**PASSAGE TO READ**
--- Begin ---

Libya’s hard task ahead

WASHINGTON — Down in the basement, I still have a copy of Moammar Gadhafi’s bizarre political manifesto, “The Green Book,” which I picked up during a trip to Libya in the early 1980s. It’s a reminder of what an oddball dictator Gadhafi was — and of how he nevertheless managed to defy and bedevil the Arabs and the West until the hour of his death Thursday.

With Gadhafi’s demise, it’s a good time to assess the larger Libyan policy. A White House team has been studying since March what to do “the day after” the leader was gone, and happily, most of the potential disasters they worried about haven’t happened. “A lot of the things we were planning for — massive insecurity, Baghdad 2003 — we haven’t had to deal with,” says a White House official involved in the effort.

Without Gadhafi’s galvanizing presence, the role of sect and tribe may yet increase in Libya, just as happened in Iraq after the secular state structure there was decapitated. But today, NATO’s war in Libya looks like a success — and for some interesting, contrarian reasons.

--- End ---

**PROMPT**
Write a continuation of the commentary on Libya after Gadhafi, picking up after its last sentence. The rows that follow have nothing to do with this.

**INFORMATION GIVEN**
--- Begin ---

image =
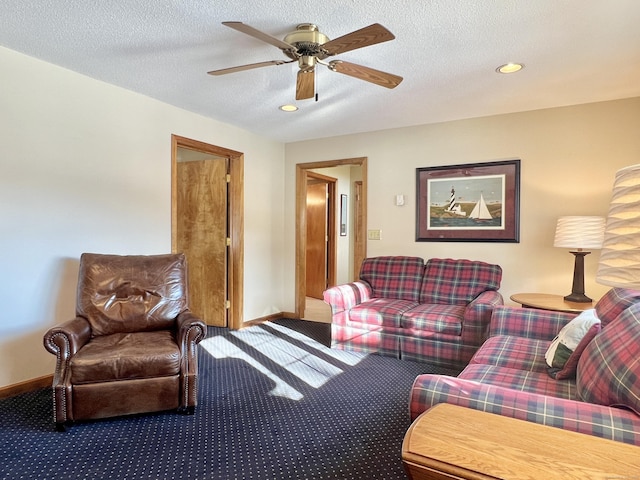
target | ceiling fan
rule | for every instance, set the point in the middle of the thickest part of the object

--- End ---
--- Begin ---

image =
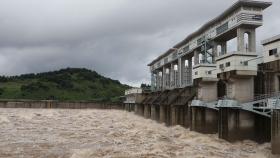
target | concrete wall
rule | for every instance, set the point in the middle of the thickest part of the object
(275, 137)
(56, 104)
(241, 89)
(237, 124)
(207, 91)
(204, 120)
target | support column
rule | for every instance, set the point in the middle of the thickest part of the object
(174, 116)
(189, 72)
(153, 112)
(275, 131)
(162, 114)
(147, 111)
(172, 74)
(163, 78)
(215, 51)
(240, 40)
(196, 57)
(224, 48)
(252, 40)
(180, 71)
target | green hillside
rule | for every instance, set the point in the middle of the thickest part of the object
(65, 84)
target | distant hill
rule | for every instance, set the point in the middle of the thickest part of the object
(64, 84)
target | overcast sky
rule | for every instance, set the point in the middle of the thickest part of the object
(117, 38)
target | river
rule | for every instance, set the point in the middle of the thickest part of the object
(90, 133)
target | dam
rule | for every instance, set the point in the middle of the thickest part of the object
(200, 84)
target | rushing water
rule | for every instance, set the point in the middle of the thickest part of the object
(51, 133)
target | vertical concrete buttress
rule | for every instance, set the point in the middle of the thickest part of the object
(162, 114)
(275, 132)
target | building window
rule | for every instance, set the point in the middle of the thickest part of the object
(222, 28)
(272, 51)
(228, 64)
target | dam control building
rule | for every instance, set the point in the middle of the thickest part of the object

--- End ---
--- Begin ---

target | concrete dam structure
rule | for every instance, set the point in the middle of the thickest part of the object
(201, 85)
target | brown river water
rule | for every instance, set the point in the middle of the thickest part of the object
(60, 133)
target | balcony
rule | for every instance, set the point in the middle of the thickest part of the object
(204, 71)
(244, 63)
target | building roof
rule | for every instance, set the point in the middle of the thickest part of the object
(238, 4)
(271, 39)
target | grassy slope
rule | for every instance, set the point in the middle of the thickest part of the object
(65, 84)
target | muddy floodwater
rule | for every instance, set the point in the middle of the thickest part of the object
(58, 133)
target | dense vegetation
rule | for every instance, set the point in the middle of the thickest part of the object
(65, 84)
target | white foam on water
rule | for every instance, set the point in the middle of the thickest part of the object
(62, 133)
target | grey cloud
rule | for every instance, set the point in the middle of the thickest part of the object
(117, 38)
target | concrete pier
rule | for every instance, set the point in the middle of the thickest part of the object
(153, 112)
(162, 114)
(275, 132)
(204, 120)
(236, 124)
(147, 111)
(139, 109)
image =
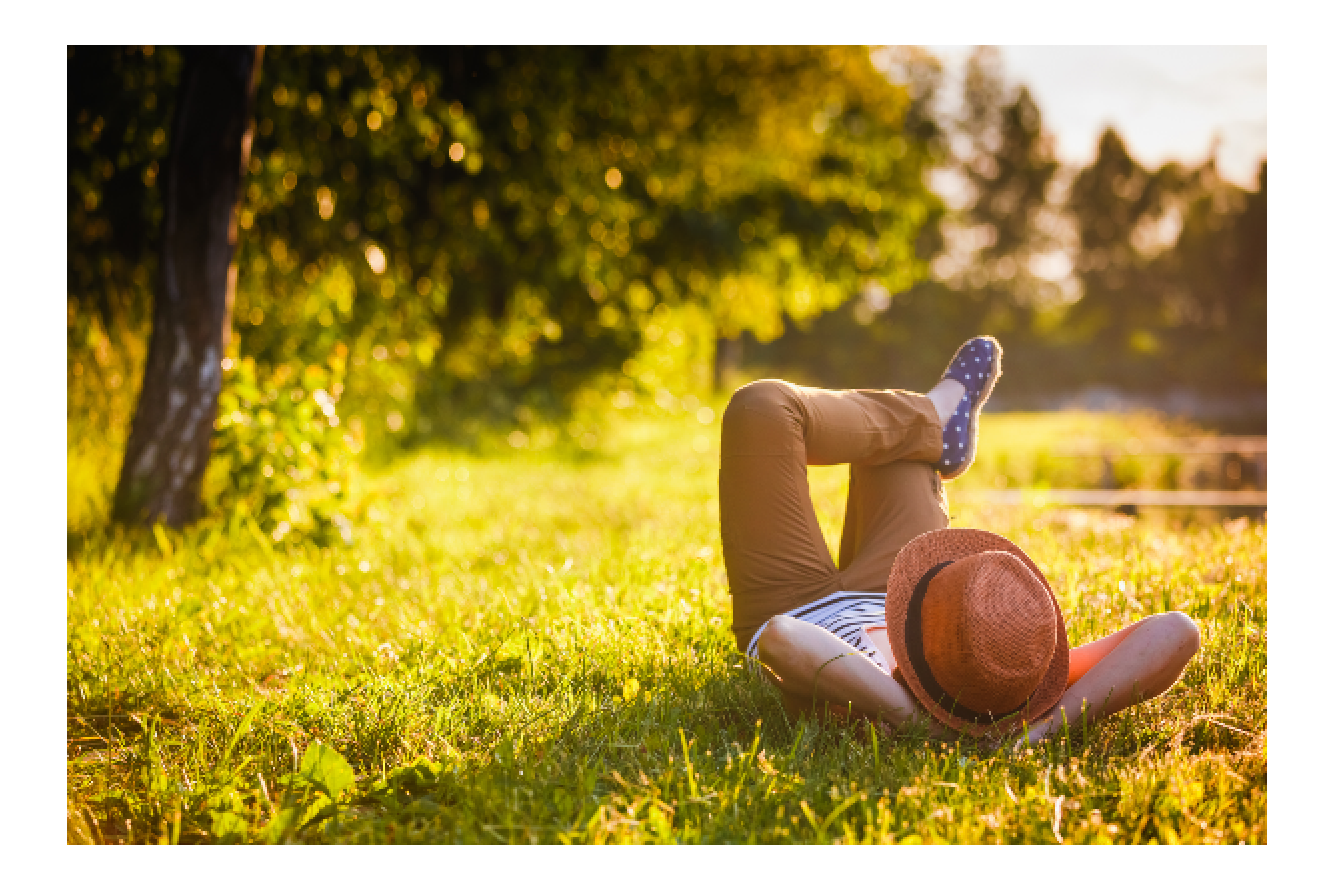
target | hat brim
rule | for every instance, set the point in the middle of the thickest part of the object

--- End ---

**ANSWER TO THE EXERCISE**
What was good about President Obama’s cautious, back-seat approach to Libya was that it denied Gadhafi the final apocalyptic confrontation that he craved with the United States. Sorry, Moammar, but America was just part of a NATO coalition this time. Indeed, the denouement in Libya has been a good argument for halfway measures (or at least, half-visible ones).

This was an instance when Mr. Cool had it pretty much right. Obama saw that a no-fly zone wouldn’t be enough and lobbied for tougher U.N. language authorizing “all necessary measures” to protect the Libyan people. But he opted for limited U.S. involvement, front-loaded in the first week, and under the protective cover of NATO and the Arab League.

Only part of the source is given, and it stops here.